Extract everything from "Alabama similarly melted" down to "19 rushing rank." in the football article below, copying it word for word.

[Extracted text start]

Little need, of course, until winging it becomes necessary to win. Alabama reminds me of Wladimir Klitschko, the dominant Ukrainian heavyweight boxing champion who went a decade without losing before recently falling to Tyson Fury, an eccentric 6-foot-9 person you would not take seriously at a dinner party. Fury has eclectic -- I'm being nice -- social views and an eclectic, twitchy boxing style. He gains access to opponent's mental mainframes via trash talking, rewires them to his liking -- he was smiling at Klitschko and mocking him throughout the bout -- and throws flurries while you wonder what the hell he's going to do next. Klitschko had won 22 straight bouts with a conservative, defense-first approach that almost always allowed him to dictate exactly what was going to happen next. His reign ended because he was unable to divorce himself from that methodology even when it became apparent that he'd need to do so to give himself a chance. Klitschko, for 10 years a brilliant tactician, was dismantled into a confused, coy, stubborn, clinch-happy mess by an opponent who flat refused to fight as he wanted him to.
Alabama similarly melted down against Ole Miss when the Rebels refused to stay in the pocket and go swing-for-swing with them. Fortunately for Swinney, an Alabama alumnus (he played on the 1992 championship team), his team possesses the required traits to potentially spring an upset. Firstly, the Tigers have one of the nation’s best dual-threat quarterbacks, an absolute must if you want to move the ball consistently against Alabama’s defense, which cannot be beaten in a phone booth. QB Deshaun Watson (3,699 passing yards, 31 passing touchdowns, 68.2 percent completion rate, 1,032 rushing yards, 12 rushing scores), already getting buzz as the potential No. 1 pick next spring, is chiefly responsible for Clemson’s No. 3 S&P+ passing grade and No. 19 rushing rank.
"As for right now, as a sophomore, I don't know if there's many people better to be able to do the things he can do with the football," Oklahoma defensive coordinator Mike Stoops said. An informal Sports Illustrated poll of coaches, scouts and decision-makers ended in "consensus" that Watson was a prime 2017 top-10 draft candidate. "The premium for that position will put him in that conversation," one veteran scout told SI.com. "He's big and fast and mechanically very good. He's over the top with his release. He throws with velocity and touch and throws a very good deep ball."
Michigan State had no other choice but to go strength-on-strength against Alabama. As Wladimir Klitschko's previous opponents understand, it is impossible to beat champions at their own games. You must take the battle into the jungle and ambush them there. The Tigers have the requisite athleticism and flair for ad-libbing that at least gives hope for sustained offensive drives, with underrated RB Wayne Gallman (1,482 yards; No. 15 in PFF's RB grades) hopefully faring better against 'Bama's front seven than MSU’s hapless backfield options to lessen the burden on Watson.

[Extracted text end]
[Material provided start]

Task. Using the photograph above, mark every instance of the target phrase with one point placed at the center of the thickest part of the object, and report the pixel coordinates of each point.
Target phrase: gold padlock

[Material provided end]

* Output below *
Alabama similarly melted down against Ole Miss when the Rebels refused to stay in the pocket and go swing-for-swing with them. Fortunately for Swinney, an Alabama alumnus (he played on the 1992 championship team), his team possesses the required traits to potentially spring an upset. Firstly, the Tigers have one of the nation’s best dual-threat quarterbacks, an absolute must if you want to move the ball consistently against Alabama’s defense, which cannot be beaten in a phone booth. QB Deshaun Watson (3,699 passing yards, 31 passing touchdowns, 68.2 percent completion rate, 1,032 rushing yards, 12 rushing scores), already getting buzz as the potential No. 1 pick next spring, is chiefly responsible for Clemson’s No. 3 S&P+ passing grade and No. 19 rushing rank.